Provided information:
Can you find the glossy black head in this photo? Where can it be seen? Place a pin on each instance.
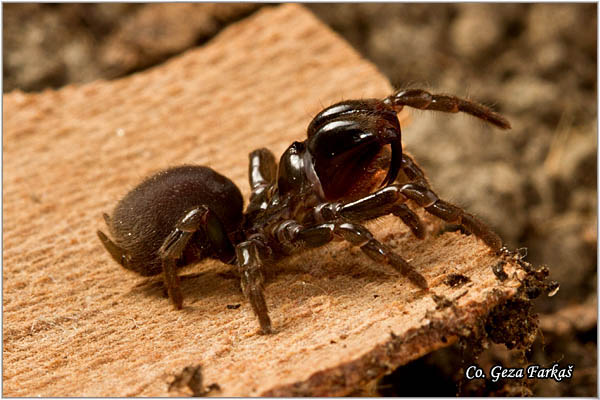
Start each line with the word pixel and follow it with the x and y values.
pixel 355 146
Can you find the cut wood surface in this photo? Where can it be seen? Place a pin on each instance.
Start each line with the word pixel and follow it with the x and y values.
pixel 77 324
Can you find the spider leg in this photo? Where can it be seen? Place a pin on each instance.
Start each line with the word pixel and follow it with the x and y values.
pixel 262 173
pixel 421 99
pixel 174 245
pixel 251 255
pixel 387 201
pixel 357 235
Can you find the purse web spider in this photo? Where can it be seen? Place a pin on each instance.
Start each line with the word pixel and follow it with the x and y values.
pixel 350 169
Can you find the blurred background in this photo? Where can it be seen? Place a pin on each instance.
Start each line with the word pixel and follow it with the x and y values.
pixel 535 184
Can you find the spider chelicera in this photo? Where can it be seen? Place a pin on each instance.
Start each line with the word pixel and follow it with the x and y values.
pixel 350 169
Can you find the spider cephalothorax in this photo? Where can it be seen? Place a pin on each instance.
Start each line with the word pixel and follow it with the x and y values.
pixel 350 169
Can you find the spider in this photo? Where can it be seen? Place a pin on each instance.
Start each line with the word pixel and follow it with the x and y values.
pixel 350 169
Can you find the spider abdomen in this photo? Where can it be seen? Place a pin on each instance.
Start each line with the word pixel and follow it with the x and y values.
pixel 149 213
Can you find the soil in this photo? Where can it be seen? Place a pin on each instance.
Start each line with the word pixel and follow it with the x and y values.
pixel 535 184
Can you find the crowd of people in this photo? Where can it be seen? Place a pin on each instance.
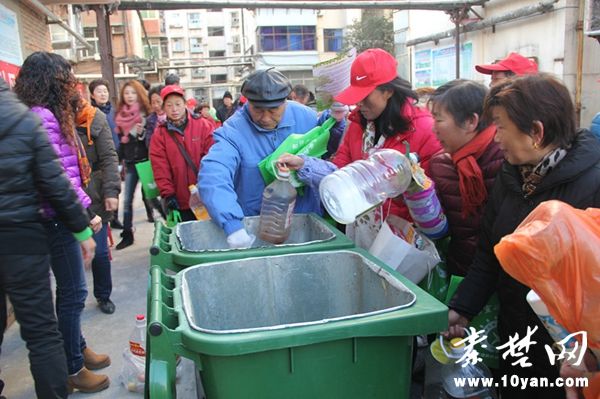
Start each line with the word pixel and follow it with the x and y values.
pixel 493 154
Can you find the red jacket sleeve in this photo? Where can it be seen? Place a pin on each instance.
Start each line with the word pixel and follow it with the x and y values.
pixel 343 156
pixel 160 164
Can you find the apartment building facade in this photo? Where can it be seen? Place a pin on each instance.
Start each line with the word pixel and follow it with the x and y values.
pixel 210 50
pixel 293 40
pixel 23 30
pixel 550 37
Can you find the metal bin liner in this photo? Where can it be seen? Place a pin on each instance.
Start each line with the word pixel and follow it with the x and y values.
pixel 275 292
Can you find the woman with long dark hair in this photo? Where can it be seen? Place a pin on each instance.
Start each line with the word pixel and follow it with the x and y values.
pixel 546 158
pixel 46 84
pixel 386 116
pixel 131 119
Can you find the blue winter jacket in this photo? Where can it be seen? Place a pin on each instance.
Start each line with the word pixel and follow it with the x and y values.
pixel 595 128
pixel 229 181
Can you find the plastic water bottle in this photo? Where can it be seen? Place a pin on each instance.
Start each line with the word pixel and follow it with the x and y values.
pixel 362 185
pixel 279 199
pixel 137 339
pixel 196 204
pixel 452 371
pixel 556 331
pixel 426 211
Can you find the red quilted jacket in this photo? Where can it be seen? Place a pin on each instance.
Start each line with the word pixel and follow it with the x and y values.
pixel 420 137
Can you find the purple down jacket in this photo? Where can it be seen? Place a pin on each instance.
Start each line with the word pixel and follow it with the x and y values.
pixel 67 154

Exercise directions:
Can you write out all of the entries above again, changing "Place a pin" to "Drop a marker" everywhere it occurs and leaving everything else as it is? Omit the pictures.

Task output:
Can you find the glossy black head in this photo? Where can it be seen? Drop a marker on each instance.
Start each line with the word pixel and follow it with the x and y values.
pixel 355 146
Can you find the cut wood surface in this photo? Where can it be seen? Drop a marker on each instance.
Start each line with the word pixel and follow it with the x and y values.
pixel 77 324
Can you find the spider leg in this photo? Where can it be seen? Drop a marker on each instance.
Start each line with the word pixel and follow it with the x and y values.
pixel 262 173
pixel 421 99
pixel 174 245
pixel 251 255
pixel 387 201
pixel 357 235
Can you find the purse web spider in this photo? Where can it be seen? Drop a marker on each instance.
Start each line with the word pixel and follow it with the x and y values.
pixel 350 169
Can you find the blurred background in this photo? Where can it be seen? Drop a marker on each instance.
Start each line with the word pixel and follow it with the x and y values.
pixel 535 184
Can you find the spider chelicera in this photo? Where can it be seen? Drop a marker on each instance.
Start each line with the word pixel and follow it with the x and y values.
pixel 350 169
Can you find the spider cephalothorax in this photo? Where can it be seen? Drop a marker on each instance.
Start each line with the word pixel and follow it with the x and y values.
pixel 350 169
Can you find the spider in this photo? Where can it be seen? Drop a marker on each instance.
Start each line with the word pixel and follow it with the x and y values.
pixel 350 169
Can you find the spider abdomen in this photo? Where can it be seen? Drop a marker on each instance.
Start each line with the word pixel and follow it with the x and y values.
pixel 149 213
Can you find the soil in this photo? Where can it be seen? Drop a marker on each instance.
Start each line with the word pixel and follow it with the x and y values.
pixel 535 184
Can you find the crowd of people in this photo? Where can it be seen? Drop a marker on each instance.
Start each line with the word pixel and follow it with the x and y values.
pixel 493 154
Can you find the red jacket sleeve in this photo? Where can it be seen? Drop a marker on each instance.
Start each line with the word pixel and follow it with the x and y values.
pixel 343 156
pixel 160 164
Can you find the apartment building facade in this photo? Where can it be seen? Drop a marker on each instance.
Start each line with the word pixel and follow it with the x and y values.
pixel 210 50
pixel 293 40
pixel 23 30
pixel 550 37
Can you find the metal bin liner in this photo? Where can it be seen? Drop a marker on each instance.
Start each line with the word pixel and follow it with the x and y values.
pixel 275 292
Can you find the woman with long dark hair in this photo? Where can it be seen? Drop a marker on each instance.
Start each line with the word pixel and follow it with the x and y values.
pixel 546 158
pixel 46 84
pixel 386 116
pixel 131 119
Can you find the blue winter jacket in this photo? Where can it be seen? Drop a marker on each instance.
Start each line with the word pixel and follow it with the x and y values.
pixel 595 128
pixel 229 181
Can you find the plastic water bottle in this photo? Where can it be seen? Drop a marker on each instance.
Start each line with the word pixel and follow it with the x and y values.
pixel 362 185
pixel 279 199
pixel 137 339
pixel 196 204
pixel 452 371
pixel 556 331
pixel 426 211
Can you find the red quilted jacket in this photo? Where can it be seen? Drop a marker on each instance.
Start each line with the word pixel and follow it with the x and y values.
pixel 420 137
Can you find the purple down jacket in this photo? Where can it be seen? Drop a marker on each instance.
Start each line with the word pixel and follow it with the x and y values.
pixel 67 154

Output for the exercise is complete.